### TASK
An exact copy of all the data below is needed, without its pictures.

=== DATA SHOWN ===

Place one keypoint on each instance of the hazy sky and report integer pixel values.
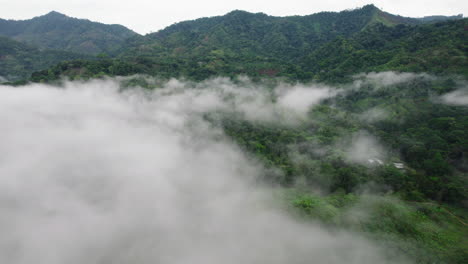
(144, 16)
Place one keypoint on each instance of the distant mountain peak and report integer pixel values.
(54, 14)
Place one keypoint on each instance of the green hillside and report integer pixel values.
(59, 32)
(19, 60)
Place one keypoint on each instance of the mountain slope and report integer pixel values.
(436, 48)
(19, 60)
(258, 34)
(60, 32)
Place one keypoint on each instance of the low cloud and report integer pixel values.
(458, 97)
(93, 174)
(364, 149)
(388, 78)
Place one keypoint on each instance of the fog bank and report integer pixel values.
(91, 174)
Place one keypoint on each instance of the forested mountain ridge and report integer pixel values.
(437, 48)
(257, 44)
(250, 34)
(18, 60)
(60, 32)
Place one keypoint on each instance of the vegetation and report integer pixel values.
(58, 32)
(419, 208)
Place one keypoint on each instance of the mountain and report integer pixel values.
(18, 60)
(259, 45)
(60, 32)
(248, 34)
(436, 48)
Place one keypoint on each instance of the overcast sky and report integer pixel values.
(144, 16)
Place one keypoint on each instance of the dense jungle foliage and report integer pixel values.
(415, 196)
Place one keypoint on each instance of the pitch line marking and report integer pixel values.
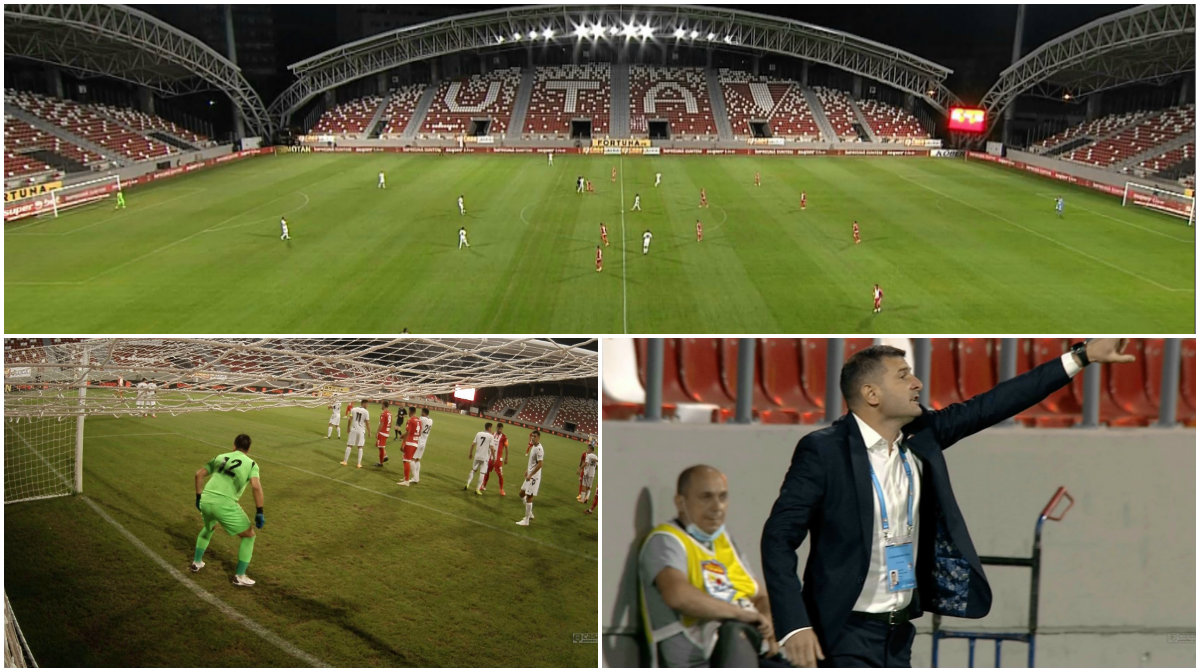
(232, 613)
(1044, 237)
(624, 300)
(426, 507)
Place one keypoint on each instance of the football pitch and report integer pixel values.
(352, 570)
(957, 247)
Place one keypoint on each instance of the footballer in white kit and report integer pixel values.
(335, 419)
(358, 435)
(480, 454)
(533, 475)
(589, 472)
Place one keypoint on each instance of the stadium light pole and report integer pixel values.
(835, 353)
(1169, 391)
(745, 382)
(1092, 396)
(653, 381)
(922, 349)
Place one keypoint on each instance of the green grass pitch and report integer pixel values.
(352, 569)
(957, 246)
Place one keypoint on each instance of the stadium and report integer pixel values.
(352, 569)
(253, 169)
(1073, 505)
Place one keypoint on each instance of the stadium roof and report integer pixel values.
(696, 25)
(121, 42)
(1151, 43)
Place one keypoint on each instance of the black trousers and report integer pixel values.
(871, 643)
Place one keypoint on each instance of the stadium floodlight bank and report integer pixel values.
(48, 387)
(1179, 204)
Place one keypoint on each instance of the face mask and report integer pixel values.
(696, 533)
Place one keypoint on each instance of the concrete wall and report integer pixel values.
(1117, 573)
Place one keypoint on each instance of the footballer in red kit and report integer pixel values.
(412, 435)
(499, 457)
(382, 436)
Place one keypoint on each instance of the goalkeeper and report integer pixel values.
(219, 504)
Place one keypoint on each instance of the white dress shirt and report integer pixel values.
(888, 468)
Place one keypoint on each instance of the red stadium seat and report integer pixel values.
(976, 366)
(813, 369)
(700, 371)
(672, 391)
(780, 365)
(1061, 408)
(1127, 387)
(761, 405)
(943, 378)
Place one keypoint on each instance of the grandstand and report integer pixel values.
(63, 411)
(1114, 473)
(790, 383)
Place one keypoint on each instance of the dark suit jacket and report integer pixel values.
(828, 493)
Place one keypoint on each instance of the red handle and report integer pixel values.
(1054, 502)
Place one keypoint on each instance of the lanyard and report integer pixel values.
(879, 491)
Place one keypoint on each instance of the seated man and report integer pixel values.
(700, 604)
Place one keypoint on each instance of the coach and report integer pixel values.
(874, 491)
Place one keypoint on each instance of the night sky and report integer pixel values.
(975, 41)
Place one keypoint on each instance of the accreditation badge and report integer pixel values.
(901, 574)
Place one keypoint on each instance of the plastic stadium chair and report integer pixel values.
(780, 365)
(672, 390)
(943, 382)
(761, 405)
(1127, 387)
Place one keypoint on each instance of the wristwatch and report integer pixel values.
(1079, 351)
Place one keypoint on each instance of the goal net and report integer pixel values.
(51, 389)
(1175, 203)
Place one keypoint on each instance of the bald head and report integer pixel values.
(702, 495)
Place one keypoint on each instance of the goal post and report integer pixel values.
(1175, 203)
(53, 385)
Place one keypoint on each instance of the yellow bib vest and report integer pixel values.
(718, 573)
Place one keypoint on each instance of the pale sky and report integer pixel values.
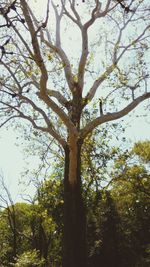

===

### ANSWER TO THE EXERCISE
Place one keypoint on each instance of the hazy sky and report integer pixel values.
(144, 16)
Place one keypoint on each instance of the distant mountain peak and report integer pixel values.
(54, 14)
Place one keypoint on each instance of the green hillside and report integer pixel values.
(59, 32)
(19, 60)
Place one keypoint on each instance of the mountain slope and report integer pixel values.
(436, 48)
(19, 60)
(258, 34)
(60, 32)
Place one keypoint on each instance of the low cloud and report integer pixel values.
(458, 97)
(93, 174)
(364, 149)
(388, 78)
Place one keypoint on each instance of the fog bank and report integer pixel values.
(91, 174)
Place one keypoint on each instance of the forested mountain ridge and report integer pixel values.
(437, 48)
(257, 44)
(250, 34)
(18, 60)
(60, 32)
Place one keypoint on each instance of the vegetation and report integer pixel values.
(58, 32)
(419, 208)
Place one keypoint on each instance of the mountain and report integer pixel values.
(18, 60)
(259, 45)
(60, 32)
(248, 34)
(436, 48)
Place one keypoint on each instance of the overcast sky and report integer pixel values.
(144, 16)
Place one keypoint on each instance of the dense jungle foliage and report integer pixel values.
(415, 196)
Place one keypoint on each instance of the pitch line marking and report integer pixel values.
(232, 613)
(1044, 237)
(624, 300)
(426, 507)
Place one keypoint on each instance of the football pitch and report integer pixel values.
(352, 570)
(957, 247)
Place one keypoint on each instance of the footballer in white kit and report integer pixel values.
(335, 419)
(358, 435)
(480, 454)
(533, 475)
(589, 472)
Place one keypoint on each instance of the stadium light pole and report integer pixel values.
(835, 353)
(1169, 391)
(745, 382)
(1092, 396)
(653, 381)
(922, 349)
Place one keypoint on each instance of the green grass pitch and report integer pixel values.
(352, 569)
(957, 246)
Place one keypoint on each instance of the stadium and report integer pixel values.
(352, 569)
(253, 169)
(1073, 505)
Place one keypoint on each instance of the stadium roof and report integer pixel values.
(696, 25)
(121, 42)
(1151, 43)
Place one keypoint on each instance of the black trousers and report integer pixel values.
(871, 643)
Place one keypoint on each instance of the stadium floodlight bank and report integer pixel values.
(48, 387)
(1179, 204)
Place one keypoint on each instance of the face mask and report integer pixel values.
(696, 533)
Place one keypoint on each instance of the concrete wall and report integer pixel values.
(1117, 573)
Place one keypoint on each instance of the footballer in red kit and report integer pixel values.
(412, 435)
(499, 457)
(382, 436)
Place one keypoint on each instance of the goalkeeper and report integer pixel values.
(219, 504)
Place one keypoint on each instance of the white dress shirt and report integer pixel values.
(888, 468)
Place one keypoint on each instance of the red stadium seat and report integer pixel values.
(976, 366)
(813, 369)
(700, 371)
(672, 391)
(780, 365)
(1061, 408)
(1127, 387)
(761, 405)
(943, 378)
Place one keypoint on each instance of the grandstand and report integer pixel values.
(63, 411)
(1114, 473)
(790, 383)
Place one keypoint on each instance of the dark suit jacket and report integer pixel values.
(828, 493)
Place one keypoint on each instance of the red handle and report integer pixel values.
(1054, 502)
Place one keypoint on each instance of the lanyard and report integer pixel values.
(879, 491)
Place one keypoint on each instance of the seated man and report integer pixel values.
(700, 604)
Place one keypoint on each instance of the coach and report integer pixel values.
(874, 491)
Place one keypoint on each instance of the night sky and report integer pixel values.
(975, 41)
Place one keypoint on each instance of the accreditation badge and report integer pixel values.
(901, 574)
Place one keypoint on each instance of the plastic stadium chair and report integer pixel values.
(780, 365)
(672, 390)
(943, 382)
(761, 405)
(1127, 387)
Place one keypoint on each instance of the wristwatch and report integer pixel values.
(1079, 351)
Place one keypoint on each instance of the goal net and report integer pixel values.
(51, 389)
(1175, 203)
Place one keypoint on each instance of the bald head and report integer pixel values.
(702, 495)
Place one keypoint on each instance of the goal post and report integer pixel values.
(1175, 203)
(53, 385)
Place one keypoint on each instance of the yellow bib vest and report integer pixel values.
(718, 573)
Place one keypoint on each instance of the pale sky and report integer pixel values.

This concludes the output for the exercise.